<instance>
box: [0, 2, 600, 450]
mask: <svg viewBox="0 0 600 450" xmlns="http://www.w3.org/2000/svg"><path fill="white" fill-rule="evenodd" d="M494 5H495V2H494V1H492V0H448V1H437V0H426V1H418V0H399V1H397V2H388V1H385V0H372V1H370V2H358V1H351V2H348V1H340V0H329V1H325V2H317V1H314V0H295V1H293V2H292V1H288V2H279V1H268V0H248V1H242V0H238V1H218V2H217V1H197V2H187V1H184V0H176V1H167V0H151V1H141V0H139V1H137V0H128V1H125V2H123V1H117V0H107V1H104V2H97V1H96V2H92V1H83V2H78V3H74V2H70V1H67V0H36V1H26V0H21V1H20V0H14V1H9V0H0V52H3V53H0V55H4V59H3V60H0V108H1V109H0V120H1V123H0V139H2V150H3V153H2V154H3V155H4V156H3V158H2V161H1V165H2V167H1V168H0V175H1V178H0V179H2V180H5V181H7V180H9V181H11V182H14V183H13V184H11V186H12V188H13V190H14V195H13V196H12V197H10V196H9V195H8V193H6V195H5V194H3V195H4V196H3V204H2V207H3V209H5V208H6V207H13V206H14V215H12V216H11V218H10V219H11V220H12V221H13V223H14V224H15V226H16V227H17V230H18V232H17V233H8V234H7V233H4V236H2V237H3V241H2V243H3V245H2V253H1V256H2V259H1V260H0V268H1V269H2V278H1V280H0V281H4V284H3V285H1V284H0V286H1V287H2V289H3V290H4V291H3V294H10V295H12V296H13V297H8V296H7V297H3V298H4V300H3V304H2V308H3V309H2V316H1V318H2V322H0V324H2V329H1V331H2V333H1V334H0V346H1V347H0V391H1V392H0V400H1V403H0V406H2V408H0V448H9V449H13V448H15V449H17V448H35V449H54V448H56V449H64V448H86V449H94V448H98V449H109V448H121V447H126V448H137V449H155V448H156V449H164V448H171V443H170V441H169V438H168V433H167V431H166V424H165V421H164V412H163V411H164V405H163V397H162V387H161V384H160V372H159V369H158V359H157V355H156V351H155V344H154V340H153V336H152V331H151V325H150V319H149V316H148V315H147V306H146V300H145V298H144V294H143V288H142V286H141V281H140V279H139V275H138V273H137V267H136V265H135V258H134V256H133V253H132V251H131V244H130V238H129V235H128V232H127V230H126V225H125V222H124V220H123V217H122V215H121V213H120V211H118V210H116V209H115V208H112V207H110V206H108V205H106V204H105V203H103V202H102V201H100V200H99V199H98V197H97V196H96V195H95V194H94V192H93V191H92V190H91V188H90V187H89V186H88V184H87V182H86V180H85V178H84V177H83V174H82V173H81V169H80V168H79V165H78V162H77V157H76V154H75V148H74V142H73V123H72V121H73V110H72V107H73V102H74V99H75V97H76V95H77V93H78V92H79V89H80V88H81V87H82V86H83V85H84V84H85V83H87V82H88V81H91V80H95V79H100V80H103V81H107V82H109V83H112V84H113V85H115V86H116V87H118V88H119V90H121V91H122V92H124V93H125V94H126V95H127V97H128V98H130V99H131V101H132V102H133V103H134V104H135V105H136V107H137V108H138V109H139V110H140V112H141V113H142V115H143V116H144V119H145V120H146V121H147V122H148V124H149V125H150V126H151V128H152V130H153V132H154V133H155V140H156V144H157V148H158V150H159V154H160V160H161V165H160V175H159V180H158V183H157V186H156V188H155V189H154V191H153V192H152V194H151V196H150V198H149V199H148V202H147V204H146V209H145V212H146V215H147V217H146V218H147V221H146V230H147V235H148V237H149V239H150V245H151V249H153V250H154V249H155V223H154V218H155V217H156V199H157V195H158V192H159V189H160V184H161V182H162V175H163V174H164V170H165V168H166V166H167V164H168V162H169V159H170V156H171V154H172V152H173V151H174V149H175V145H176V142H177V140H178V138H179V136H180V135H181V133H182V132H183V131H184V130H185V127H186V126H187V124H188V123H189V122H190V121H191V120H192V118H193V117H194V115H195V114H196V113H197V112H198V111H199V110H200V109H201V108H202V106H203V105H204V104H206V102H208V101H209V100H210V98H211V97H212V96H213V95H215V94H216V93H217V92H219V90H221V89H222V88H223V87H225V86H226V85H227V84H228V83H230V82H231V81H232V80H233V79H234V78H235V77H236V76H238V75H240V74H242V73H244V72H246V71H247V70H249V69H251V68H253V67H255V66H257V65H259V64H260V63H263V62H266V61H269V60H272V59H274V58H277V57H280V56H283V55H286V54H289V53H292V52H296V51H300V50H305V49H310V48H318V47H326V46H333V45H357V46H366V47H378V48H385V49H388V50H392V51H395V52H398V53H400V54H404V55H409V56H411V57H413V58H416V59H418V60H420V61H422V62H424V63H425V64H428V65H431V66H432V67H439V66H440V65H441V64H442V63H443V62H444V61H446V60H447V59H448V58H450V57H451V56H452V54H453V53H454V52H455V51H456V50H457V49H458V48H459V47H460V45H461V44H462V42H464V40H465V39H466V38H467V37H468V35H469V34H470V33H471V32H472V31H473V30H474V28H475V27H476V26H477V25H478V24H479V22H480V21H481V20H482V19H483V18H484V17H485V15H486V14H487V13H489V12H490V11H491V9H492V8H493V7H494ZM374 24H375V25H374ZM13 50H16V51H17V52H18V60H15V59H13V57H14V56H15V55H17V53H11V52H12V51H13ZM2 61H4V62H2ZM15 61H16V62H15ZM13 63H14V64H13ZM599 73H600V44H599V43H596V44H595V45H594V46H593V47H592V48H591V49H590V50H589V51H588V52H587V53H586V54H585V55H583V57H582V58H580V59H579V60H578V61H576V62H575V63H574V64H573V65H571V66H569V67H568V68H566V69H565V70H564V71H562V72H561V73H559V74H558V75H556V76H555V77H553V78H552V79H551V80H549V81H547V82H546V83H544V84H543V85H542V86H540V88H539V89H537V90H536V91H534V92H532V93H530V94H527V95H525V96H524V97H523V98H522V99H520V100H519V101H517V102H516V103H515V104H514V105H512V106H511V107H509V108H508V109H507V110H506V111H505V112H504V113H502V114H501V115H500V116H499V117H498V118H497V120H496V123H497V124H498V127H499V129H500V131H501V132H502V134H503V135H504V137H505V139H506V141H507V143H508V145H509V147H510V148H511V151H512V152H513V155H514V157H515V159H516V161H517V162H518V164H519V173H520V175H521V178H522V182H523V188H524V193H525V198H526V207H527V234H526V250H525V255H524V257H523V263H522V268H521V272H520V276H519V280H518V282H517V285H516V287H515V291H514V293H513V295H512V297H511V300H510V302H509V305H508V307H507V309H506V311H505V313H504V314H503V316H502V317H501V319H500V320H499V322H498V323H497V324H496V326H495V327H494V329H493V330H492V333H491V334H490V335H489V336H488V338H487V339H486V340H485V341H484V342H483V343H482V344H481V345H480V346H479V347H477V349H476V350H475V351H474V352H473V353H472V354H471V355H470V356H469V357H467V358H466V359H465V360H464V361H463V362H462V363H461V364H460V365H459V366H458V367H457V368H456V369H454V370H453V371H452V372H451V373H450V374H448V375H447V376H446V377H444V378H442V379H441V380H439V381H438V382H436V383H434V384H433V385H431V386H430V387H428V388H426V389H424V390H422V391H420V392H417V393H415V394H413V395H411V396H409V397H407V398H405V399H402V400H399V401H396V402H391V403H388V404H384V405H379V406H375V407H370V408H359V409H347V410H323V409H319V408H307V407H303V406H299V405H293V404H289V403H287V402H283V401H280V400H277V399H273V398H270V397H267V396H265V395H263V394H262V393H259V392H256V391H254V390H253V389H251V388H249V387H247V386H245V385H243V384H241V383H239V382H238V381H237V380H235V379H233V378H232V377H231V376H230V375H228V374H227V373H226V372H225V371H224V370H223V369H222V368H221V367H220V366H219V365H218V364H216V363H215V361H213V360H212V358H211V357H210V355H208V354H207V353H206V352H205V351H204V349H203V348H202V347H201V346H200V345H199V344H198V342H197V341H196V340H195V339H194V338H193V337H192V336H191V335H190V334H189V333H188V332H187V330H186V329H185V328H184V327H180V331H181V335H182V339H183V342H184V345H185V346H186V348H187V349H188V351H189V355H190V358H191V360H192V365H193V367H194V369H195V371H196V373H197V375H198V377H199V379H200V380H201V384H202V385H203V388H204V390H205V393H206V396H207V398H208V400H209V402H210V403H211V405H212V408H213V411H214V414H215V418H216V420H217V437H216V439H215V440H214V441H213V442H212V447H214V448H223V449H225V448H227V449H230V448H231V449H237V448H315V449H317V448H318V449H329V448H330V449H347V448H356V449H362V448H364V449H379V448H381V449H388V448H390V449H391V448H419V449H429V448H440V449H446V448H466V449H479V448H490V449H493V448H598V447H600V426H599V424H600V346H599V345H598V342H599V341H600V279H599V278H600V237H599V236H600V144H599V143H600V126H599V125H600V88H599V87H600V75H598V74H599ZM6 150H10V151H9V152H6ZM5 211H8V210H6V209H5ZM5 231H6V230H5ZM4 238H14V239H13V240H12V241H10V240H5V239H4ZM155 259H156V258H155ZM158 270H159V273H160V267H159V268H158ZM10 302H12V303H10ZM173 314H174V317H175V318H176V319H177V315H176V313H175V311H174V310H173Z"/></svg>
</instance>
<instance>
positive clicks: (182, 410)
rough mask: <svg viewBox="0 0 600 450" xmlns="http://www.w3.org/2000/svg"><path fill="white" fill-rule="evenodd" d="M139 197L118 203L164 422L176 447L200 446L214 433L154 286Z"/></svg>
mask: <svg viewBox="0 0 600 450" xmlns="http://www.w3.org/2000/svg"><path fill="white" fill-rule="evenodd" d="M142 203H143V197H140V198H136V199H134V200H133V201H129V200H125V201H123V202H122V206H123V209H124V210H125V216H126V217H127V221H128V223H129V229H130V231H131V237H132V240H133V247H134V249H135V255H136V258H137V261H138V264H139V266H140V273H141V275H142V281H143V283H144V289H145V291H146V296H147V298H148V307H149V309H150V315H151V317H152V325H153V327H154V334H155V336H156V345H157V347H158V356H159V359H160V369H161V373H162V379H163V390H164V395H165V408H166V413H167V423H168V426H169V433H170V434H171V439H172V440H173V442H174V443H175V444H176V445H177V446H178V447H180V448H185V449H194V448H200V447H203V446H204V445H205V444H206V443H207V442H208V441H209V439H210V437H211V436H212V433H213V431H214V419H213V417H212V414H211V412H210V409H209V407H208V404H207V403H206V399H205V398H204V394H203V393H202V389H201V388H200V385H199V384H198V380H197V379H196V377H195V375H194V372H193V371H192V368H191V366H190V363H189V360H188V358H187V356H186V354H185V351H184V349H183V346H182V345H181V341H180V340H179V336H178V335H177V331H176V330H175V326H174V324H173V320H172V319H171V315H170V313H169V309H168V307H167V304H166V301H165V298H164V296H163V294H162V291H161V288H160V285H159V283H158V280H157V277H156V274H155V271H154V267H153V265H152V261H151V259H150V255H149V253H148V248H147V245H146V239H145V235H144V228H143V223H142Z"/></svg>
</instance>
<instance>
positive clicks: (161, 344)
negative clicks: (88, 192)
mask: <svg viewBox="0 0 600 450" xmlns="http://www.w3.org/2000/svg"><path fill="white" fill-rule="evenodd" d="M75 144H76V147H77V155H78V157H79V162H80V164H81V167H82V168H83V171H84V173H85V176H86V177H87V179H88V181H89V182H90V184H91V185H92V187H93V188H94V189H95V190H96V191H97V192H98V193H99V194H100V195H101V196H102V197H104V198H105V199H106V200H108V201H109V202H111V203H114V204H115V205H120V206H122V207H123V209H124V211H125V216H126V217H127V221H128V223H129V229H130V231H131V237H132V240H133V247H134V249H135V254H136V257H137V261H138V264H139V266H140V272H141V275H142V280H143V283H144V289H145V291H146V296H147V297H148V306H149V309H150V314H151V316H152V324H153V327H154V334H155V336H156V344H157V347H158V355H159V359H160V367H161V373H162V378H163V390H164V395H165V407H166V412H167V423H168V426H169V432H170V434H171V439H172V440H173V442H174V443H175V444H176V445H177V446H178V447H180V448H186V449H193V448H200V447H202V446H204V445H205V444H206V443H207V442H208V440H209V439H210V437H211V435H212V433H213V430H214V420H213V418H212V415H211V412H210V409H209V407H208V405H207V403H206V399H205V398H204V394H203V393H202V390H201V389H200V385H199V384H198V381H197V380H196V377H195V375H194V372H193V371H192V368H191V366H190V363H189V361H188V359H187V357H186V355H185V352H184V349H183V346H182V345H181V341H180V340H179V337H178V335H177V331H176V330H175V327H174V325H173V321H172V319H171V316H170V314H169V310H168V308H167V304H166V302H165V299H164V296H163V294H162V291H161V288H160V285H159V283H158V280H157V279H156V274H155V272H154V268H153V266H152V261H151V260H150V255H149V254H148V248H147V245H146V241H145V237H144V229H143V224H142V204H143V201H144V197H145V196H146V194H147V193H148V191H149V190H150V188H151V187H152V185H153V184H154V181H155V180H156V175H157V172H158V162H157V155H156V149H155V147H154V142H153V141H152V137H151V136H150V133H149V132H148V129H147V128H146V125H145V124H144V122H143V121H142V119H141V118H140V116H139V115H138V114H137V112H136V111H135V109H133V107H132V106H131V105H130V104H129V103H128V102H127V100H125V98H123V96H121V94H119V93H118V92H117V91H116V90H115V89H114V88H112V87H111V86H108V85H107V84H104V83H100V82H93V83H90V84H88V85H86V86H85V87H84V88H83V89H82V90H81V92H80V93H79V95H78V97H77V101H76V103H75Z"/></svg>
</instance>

━━━━━━━━━━━━━━━━━━━━━━━━━━━━━━

__What you should do__
In the material above, please find every line that includes the word "positive" and copy it.

__Exercise solution__
positive clicks: (182, 410)
positive clicks: (161, 344)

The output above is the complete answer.